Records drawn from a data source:
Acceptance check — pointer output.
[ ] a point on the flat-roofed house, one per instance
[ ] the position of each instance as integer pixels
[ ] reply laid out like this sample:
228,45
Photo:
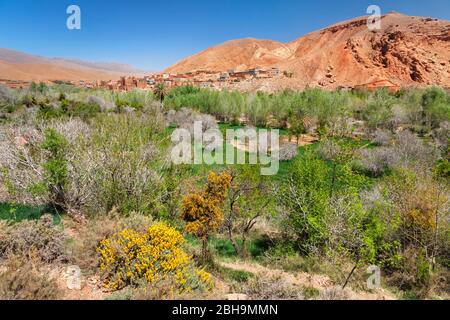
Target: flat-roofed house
379,84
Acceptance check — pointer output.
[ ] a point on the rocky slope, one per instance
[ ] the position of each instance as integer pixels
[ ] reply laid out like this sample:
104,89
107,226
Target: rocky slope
15,65
406,50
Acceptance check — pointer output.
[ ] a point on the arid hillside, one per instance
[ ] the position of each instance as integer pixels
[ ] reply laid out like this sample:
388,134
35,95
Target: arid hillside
15,65
239,54
406,50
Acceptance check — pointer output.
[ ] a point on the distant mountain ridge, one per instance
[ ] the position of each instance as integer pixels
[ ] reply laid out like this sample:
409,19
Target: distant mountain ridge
406,50
16,65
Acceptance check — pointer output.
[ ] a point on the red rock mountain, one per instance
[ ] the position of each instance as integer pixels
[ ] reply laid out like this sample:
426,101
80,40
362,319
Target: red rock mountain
406,50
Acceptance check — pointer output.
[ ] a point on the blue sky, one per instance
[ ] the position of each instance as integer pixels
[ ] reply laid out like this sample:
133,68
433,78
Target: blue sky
154,34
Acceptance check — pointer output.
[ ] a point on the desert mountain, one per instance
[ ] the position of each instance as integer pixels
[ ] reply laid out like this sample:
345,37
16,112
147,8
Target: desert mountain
15,65
406,50
239,54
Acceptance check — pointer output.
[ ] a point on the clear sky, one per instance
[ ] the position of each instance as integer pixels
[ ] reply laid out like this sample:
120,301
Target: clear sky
154,34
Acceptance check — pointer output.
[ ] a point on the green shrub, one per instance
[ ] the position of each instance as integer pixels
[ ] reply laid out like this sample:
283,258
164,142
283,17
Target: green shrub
40,239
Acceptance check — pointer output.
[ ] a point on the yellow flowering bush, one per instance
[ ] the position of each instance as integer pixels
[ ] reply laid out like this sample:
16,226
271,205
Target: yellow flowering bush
130,257
201,210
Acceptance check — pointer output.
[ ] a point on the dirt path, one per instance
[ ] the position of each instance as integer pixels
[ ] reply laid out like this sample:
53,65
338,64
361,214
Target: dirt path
320,282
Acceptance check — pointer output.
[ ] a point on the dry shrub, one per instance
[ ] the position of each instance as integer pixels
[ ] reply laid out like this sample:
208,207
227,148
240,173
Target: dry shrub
376,161
407,150
382,137
104,105
40,238
334,293
185,118
288,151
25,279
271,287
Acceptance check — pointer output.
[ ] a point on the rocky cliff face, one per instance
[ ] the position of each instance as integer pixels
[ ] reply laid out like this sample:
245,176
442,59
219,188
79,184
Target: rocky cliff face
406,50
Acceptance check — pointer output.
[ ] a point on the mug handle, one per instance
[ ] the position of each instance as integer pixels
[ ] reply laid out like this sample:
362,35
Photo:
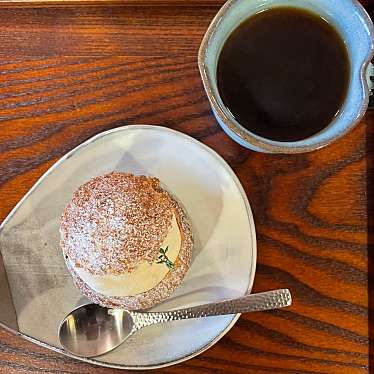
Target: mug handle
370,81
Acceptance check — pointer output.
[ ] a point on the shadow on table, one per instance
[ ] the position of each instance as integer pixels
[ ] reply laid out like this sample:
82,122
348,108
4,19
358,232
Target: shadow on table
370,238
370,214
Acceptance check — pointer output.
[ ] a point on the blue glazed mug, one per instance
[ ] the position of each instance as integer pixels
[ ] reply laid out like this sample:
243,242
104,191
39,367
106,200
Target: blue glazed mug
354,26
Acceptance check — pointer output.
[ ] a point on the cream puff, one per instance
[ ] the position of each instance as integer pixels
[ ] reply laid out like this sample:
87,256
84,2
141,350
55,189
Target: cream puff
127,242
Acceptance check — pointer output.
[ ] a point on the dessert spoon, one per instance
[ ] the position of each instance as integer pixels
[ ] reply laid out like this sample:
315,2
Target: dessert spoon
91,330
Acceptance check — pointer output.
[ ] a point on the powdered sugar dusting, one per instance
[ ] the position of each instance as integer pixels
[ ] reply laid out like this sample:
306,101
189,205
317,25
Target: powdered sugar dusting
163,289
115,221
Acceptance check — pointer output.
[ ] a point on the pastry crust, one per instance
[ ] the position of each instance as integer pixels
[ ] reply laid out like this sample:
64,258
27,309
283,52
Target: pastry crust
161,290
115,221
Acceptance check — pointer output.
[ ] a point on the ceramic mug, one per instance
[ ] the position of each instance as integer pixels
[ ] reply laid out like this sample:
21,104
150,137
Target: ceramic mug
354,26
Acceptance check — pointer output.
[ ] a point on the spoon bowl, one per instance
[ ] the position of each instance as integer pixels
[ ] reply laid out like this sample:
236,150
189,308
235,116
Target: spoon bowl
91,330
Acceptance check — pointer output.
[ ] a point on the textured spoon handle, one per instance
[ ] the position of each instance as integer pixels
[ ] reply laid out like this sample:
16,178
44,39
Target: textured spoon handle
248,303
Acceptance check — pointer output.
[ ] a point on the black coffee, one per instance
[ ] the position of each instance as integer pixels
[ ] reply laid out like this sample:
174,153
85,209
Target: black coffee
284,74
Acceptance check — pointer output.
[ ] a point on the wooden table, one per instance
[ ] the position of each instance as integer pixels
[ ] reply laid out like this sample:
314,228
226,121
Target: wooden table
67,73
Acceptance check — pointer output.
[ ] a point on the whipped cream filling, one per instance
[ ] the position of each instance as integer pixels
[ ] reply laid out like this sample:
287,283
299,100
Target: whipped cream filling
144,277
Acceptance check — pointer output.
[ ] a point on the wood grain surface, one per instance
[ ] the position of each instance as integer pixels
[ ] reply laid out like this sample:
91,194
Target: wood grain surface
68,73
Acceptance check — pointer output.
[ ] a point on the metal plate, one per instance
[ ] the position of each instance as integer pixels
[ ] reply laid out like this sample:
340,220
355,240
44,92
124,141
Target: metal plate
224,255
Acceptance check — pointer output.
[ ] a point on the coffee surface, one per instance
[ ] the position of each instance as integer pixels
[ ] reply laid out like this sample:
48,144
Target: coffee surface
284,73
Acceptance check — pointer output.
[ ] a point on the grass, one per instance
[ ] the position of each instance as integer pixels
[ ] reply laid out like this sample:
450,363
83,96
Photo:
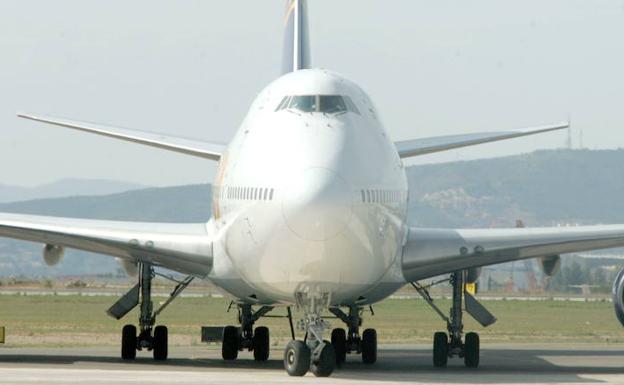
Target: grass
81,321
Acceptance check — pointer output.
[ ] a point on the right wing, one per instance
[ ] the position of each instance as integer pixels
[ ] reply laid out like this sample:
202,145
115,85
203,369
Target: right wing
194,147
431,252
424,146
186,248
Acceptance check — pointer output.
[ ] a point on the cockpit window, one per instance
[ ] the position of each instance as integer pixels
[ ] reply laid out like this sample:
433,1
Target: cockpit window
332,104
304,103
328,104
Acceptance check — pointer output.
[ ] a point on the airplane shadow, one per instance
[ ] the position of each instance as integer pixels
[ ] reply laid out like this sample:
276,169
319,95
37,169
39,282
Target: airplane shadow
506,366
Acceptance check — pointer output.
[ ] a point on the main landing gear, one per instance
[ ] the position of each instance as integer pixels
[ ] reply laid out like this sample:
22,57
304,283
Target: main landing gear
313,353
148,337
246,337
351,342
451,345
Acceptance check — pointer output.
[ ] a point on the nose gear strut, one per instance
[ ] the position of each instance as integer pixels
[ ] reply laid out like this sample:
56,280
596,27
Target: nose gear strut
314,353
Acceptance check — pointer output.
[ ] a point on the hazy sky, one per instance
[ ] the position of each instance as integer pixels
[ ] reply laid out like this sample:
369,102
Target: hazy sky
193,67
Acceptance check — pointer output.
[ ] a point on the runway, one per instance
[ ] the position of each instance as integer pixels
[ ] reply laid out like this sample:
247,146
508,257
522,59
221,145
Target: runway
517,364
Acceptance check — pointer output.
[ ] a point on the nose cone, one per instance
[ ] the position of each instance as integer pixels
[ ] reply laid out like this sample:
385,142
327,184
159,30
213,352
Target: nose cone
318,205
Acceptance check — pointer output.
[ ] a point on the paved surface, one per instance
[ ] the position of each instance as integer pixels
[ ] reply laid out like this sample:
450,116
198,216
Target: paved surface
531,364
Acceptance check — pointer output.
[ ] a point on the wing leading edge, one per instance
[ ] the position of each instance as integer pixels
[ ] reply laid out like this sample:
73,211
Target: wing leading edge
431,252
194,147
186,248
430,145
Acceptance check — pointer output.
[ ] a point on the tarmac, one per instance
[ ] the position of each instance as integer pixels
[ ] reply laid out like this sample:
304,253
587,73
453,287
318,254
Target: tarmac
500,364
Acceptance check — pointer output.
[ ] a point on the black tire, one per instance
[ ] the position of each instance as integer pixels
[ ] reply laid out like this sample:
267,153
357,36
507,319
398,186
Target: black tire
128,342
229,347
440,349
471,350
161,348
297,358
339,340
261,343
369,346
326,363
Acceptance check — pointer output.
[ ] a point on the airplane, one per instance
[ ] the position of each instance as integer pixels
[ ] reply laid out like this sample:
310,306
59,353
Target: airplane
309,209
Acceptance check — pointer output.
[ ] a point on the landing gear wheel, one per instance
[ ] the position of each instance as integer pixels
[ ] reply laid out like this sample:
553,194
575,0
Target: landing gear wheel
229,348
369,346
326,362
297,358
128,342
440,349
160,343
339,341
471,350
261,343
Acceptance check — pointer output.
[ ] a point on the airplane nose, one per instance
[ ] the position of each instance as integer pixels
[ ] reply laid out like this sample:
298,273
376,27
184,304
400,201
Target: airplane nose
318,205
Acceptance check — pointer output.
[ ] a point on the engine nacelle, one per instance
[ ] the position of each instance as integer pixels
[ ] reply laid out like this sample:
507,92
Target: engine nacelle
472,274
618,296
550,265
52,254
130,267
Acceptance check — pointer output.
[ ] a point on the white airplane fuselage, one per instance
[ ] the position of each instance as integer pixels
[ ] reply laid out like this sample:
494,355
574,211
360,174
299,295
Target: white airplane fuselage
309,199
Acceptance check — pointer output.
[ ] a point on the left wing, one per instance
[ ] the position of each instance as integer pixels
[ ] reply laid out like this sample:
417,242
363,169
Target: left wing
212,151
431,252
424,146
186,248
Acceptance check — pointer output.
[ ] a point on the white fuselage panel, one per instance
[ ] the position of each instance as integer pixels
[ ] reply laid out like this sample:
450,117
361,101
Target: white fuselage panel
310,199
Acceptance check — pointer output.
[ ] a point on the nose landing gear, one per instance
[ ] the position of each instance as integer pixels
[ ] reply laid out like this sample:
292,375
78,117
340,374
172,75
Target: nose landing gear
313,354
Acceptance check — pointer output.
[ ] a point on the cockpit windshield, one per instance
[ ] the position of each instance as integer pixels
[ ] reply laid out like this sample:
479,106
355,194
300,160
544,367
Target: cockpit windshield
328,104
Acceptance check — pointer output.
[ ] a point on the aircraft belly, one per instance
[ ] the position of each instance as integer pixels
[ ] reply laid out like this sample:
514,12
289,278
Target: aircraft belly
274,262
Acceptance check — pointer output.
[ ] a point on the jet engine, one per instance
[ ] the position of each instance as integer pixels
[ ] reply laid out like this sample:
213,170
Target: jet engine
130,267
550,265
618,296
52,254
472,274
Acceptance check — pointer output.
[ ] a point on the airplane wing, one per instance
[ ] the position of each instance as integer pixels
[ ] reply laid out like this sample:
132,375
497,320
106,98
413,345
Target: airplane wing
193,147
186,248
423,146
431,252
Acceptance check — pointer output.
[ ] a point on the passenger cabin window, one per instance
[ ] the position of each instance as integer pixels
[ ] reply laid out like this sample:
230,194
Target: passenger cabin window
328,104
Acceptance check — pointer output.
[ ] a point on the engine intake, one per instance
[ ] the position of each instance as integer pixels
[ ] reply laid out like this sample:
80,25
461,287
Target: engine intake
550,265
618,296
472,274
52,254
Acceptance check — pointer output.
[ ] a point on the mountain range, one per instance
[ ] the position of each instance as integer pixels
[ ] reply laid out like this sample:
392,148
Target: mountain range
554,187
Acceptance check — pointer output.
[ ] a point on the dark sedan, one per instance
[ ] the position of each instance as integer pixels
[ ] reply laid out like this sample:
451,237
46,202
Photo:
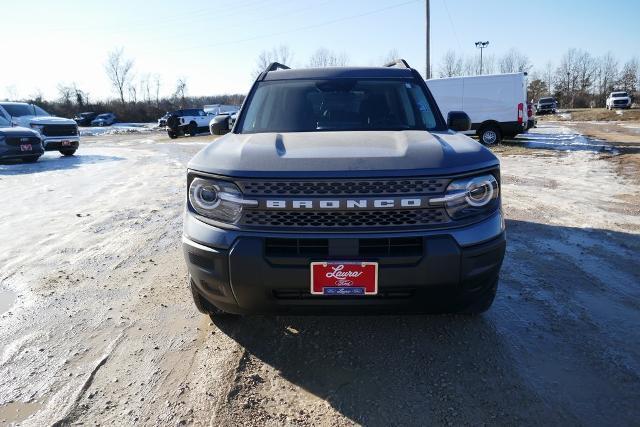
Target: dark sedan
84,119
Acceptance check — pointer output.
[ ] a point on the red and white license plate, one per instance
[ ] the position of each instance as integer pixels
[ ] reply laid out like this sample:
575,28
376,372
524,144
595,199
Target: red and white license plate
344,278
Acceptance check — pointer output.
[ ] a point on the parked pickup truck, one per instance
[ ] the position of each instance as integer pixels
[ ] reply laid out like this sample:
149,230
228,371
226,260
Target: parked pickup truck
57,133
189,121
343,190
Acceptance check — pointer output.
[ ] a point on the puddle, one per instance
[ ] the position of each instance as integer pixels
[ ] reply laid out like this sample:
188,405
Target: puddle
16,412
7,298
560,138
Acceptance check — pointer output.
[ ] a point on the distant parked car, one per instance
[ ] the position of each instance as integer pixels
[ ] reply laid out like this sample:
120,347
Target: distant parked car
18,142
105,119
56,133
546,106
618,100
531,114
84,119
162,121
188,121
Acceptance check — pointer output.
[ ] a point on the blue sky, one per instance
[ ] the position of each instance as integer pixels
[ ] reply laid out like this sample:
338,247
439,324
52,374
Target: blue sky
214,44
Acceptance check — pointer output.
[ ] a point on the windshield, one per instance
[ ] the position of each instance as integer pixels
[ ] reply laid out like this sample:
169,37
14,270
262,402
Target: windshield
338,105
19,110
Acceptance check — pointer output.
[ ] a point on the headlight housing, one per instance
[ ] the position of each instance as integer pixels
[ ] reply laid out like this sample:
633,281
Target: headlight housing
37,128
217,199
472,196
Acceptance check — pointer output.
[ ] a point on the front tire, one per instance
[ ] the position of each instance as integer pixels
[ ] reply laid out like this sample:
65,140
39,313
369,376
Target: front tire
490,135
30,159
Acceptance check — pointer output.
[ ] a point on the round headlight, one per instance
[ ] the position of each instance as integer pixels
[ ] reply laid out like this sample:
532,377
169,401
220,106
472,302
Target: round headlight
216,199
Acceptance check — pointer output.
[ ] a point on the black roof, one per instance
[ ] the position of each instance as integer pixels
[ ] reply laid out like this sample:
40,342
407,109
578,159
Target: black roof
339,72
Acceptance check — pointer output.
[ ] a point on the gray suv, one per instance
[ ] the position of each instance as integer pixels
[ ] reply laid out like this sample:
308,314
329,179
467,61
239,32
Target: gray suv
343,190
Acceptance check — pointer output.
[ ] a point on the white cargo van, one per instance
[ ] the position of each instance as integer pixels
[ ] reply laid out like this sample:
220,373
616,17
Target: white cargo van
496,104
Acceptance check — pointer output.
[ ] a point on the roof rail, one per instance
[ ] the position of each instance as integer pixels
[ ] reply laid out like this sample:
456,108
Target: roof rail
398,62
276,66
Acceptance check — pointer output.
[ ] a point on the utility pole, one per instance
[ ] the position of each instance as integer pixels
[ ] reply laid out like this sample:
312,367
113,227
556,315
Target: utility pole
428,22
481,46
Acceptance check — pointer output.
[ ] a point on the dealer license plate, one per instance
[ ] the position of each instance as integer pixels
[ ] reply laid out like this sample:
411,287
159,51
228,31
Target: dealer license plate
344,278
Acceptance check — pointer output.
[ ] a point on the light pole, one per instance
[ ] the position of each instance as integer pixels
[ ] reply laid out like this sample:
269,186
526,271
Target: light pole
481,46
428,28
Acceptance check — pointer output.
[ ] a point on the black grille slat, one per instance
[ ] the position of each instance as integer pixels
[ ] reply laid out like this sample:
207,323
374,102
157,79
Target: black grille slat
296,247
60,130
15,141
342,219
344,187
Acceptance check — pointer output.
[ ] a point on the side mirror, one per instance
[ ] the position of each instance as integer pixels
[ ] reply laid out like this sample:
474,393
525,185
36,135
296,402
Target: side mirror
220,125
458,121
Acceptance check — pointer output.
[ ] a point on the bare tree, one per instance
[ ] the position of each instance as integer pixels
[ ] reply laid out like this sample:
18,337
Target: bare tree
65,93
327,58
281,54
391,56
451,65
119,70
12,92
156,86
514,62
548,71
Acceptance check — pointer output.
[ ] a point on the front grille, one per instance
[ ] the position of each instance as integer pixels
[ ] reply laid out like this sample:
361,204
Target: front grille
60,130
307,248
397,246
383,293
344,219
296,247
344,187
17,140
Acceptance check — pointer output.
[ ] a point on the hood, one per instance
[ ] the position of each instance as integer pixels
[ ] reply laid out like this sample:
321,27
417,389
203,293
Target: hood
347,154
17,132
26,121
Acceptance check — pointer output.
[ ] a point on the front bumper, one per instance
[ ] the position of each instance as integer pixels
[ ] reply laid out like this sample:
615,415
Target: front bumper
9,152
56,143
236,271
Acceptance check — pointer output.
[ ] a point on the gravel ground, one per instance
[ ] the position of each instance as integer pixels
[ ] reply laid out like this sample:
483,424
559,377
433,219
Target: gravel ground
97,325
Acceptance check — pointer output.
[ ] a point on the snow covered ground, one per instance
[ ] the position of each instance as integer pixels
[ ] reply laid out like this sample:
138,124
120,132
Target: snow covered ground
97,325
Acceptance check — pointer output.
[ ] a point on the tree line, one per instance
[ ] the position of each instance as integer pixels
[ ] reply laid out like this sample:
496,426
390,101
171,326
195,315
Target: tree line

> _GOAL_
Please count the lines of the material above that contain the string "dealer". Reply with the number alone.

> _TASK OUTPUT_
2